# EXERCISE REQUIREMENTS:
Edit the part of the records that opens with the line containing "Task: set a point on the snow, one" and closes with the end of the records: replace "snow" with "frost" and leave everything else unchanged. Return only that part.
** begin **
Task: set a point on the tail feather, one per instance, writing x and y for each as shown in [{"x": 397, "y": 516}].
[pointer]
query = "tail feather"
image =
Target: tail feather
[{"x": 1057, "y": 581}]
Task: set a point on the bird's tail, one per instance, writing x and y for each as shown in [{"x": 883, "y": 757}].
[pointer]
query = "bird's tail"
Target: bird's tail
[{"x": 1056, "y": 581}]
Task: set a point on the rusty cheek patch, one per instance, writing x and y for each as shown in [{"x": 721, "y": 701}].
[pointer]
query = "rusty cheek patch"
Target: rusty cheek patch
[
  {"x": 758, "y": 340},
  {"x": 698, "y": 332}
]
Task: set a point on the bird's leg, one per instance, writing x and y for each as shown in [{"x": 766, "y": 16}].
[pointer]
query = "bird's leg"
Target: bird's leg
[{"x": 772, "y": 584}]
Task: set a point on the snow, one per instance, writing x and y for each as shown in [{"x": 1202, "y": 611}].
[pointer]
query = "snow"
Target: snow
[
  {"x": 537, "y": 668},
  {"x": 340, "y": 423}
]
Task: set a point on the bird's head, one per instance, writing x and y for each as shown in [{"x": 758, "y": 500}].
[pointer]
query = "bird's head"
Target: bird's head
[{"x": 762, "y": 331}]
** end **
# EXERCISE ANSWER:
Task: set a point on the frost, one per instance, writing x and y for each as shown in [{"x": 1202, "y": 611}].
[pointer]
query = "frost"
Target: frost
[
  {"x": 537, "y": 668},
  {"x": 340, "y": 423}
]
Task: set a point on the bird's head, one per instance, writing x and y for each as shown in [{"x": 758, "y": 500}].
[pointer]
query = "bird's head"
Target: bird's head
[{"x": 762, "y": 331}]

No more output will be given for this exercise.